Opened 5 months ago

Last modified 3 months ago

#196 new defect

XIOS3 not recognising matching dimensions

Reported by: acc Owned by: ymipsl
Priority: major Component: XIOS
Version: 3.0 Keywords:
Cc:

Description

I'm having issues trying to create output containing fields with different source grids that map to the same global grid. In particular, this is a global nemo grid collated from MPP domains supplying a mixture of full MPP domain data and MPP domain data from the inner (haloes removed) section only. These grids are defined with the same name attribute:

  <grid id="grid_U_3D" >
    <domain domain_ref="grid_U" />
    <axis axis_ref="depthu" />
  </grid>
  <grid id="grid_U_3D_inner" >
    <domain domain_ref="grid_U_inner" name="grid_U" /> <!-- use name="grid_U" so we don't duplicate x, y, dimensions -->
    <axis axis_ref="depthu" />
  </grid>

but trying to write a file containing a mix of variables such as:

  <field_group id="grid_U"   grid_ref="grid_U_2D">

    <field id="e3u"    long_name="U-cell thickness"             standard_name="cell_thickness"       unit="m"      grid_ref="grid_U_3D_inner"   />
 
    <field id="uoce"   long_name="ocean current along i-axis"   standard_name="sea_water_x_velocity" unit="m/s"    grid_ref="grid_U_3D"   />
.

**DIRECTIVE 1**. In the entries below, write out again every line starting with the line that contains "the stone facade" and going on through the line that contains "[[935, 298, 992, 307], [849, 298, 917, 308]]", requests included. Multiply each bounding-box coordinate in the answers by 2 and round to whole numbers, with halves rounded up, but leave the requests and their format samples unchanged.
**DIRECTIVE 2**. Carry on the XIOS3 bug report about matching dimensions from the point where it stops.

**DATA SHOWN**.
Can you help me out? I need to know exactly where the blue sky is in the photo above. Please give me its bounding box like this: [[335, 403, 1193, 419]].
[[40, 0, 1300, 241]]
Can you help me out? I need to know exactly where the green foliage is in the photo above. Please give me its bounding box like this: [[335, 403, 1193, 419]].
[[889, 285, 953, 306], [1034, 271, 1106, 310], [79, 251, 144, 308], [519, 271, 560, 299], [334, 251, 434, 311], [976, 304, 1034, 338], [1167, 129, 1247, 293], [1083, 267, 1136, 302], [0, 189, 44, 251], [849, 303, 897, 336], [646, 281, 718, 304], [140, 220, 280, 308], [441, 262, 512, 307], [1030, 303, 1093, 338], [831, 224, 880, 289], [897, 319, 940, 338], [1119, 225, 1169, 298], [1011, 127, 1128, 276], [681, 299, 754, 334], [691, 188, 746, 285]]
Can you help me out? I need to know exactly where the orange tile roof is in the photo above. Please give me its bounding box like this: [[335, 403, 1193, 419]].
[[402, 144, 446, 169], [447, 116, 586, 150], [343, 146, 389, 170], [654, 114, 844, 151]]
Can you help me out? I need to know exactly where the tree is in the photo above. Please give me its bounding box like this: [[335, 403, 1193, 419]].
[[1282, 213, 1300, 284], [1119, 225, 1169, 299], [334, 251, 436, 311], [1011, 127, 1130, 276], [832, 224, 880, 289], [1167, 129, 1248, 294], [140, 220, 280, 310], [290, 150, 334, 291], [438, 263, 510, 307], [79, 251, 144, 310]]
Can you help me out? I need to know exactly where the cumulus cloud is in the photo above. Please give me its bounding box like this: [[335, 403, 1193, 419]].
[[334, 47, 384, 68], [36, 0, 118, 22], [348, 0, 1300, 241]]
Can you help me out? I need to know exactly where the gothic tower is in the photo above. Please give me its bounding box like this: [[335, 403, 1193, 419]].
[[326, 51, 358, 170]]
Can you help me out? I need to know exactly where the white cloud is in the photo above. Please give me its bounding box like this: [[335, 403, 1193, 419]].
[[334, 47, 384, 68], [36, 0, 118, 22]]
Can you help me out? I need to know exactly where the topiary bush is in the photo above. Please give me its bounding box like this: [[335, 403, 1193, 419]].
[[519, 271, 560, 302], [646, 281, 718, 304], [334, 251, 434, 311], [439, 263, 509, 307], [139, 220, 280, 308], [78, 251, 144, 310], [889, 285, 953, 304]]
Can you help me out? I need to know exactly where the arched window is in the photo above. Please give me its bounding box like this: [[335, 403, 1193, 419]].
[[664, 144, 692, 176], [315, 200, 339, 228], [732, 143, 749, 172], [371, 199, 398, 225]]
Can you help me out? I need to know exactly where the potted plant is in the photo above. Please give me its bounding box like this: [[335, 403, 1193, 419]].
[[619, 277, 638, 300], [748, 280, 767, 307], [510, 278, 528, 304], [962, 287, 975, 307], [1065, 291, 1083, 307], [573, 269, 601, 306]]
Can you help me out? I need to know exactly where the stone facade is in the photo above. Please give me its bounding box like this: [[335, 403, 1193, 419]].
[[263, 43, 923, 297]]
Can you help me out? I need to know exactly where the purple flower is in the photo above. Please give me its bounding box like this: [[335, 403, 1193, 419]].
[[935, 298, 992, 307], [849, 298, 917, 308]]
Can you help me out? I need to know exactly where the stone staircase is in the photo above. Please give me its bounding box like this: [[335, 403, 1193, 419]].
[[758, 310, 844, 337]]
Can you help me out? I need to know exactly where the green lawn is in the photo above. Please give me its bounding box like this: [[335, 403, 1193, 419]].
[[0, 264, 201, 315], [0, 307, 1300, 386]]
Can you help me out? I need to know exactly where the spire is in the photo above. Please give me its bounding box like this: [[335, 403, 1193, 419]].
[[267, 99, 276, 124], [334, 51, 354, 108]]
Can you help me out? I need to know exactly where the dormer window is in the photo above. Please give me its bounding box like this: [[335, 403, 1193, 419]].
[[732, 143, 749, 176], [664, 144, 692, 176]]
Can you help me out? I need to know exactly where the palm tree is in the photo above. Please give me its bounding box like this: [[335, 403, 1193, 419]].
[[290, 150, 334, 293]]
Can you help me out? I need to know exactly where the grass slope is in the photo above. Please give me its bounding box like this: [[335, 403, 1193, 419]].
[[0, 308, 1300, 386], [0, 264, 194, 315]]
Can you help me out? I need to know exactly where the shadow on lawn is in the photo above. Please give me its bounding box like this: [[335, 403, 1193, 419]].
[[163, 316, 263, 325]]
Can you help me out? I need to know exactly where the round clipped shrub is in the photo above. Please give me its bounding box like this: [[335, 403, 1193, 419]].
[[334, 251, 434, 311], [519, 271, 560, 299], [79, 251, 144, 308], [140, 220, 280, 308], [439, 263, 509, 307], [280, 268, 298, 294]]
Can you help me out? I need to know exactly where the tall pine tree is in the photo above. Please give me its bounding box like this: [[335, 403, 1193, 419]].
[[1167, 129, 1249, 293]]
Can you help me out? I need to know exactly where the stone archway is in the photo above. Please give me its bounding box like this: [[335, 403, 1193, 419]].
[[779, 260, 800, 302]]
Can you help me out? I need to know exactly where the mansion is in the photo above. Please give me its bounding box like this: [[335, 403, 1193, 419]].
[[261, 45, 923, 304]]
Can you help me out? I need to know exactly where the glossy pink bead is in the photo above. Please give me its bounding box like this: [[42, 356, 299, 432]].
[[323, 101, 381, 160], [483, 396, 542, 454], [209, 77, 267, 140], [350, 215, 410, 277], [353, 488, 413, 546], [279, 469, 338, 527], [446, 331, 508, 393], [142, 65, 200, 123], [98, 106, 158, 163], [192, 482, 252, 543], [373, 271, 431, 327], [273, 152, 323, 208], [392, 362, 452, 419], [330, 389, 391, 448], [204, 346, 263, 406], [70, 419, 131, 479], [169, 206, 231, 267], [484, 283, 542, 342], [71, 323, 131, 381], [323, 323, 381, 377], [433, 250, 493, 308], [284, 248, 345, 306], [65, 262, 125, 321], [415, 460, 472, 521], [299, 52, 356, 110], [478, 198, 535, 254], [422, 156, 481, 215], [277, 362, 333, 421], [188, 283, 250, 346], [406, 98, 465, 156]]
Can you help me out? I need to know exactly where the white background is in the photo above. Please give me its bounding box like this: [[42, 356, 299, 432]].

**ANSWER 1**.
Can you help me out? I need to know exactly where the stone facade is in the photo above. Please give me its bounding box like this: [[335, 403, 1193, 419]].
[[526, 86, 1846, 594]]
Can you help me out? I need to know exactly where the purple flower is in the photo above. Please give me its bounding box like this: [[335, 403, 1193, 419]].
[[1870, 596, 1984, 614], [1698, 596, 1834, 616]]

**ANSWER 2**.
.
        <file id="file12" name_suffix="_grid_U" mode="write" gatherer="ugatherer" writer="uwriter" using_server2="true" description="ocean U grid variables" >
          <field field_ref="e3u" />
          <field field_ref="uoce"         name="uo".   />
.
.

results in:

cat xios_server_09.err
In file "nc4_data_output.cpp", function "void xios::CNc4DataOutput::writeDomain_(xios::CDomain *)",  line 476 -> On writing the domain : Opool__ugatherer_0__nemo__domain_undef_id_1
In the context : Opool__uwriter_0__nemo
Error when calling function nc_def_dim(ncid, dimName.c_str(), dimLen, &dimId)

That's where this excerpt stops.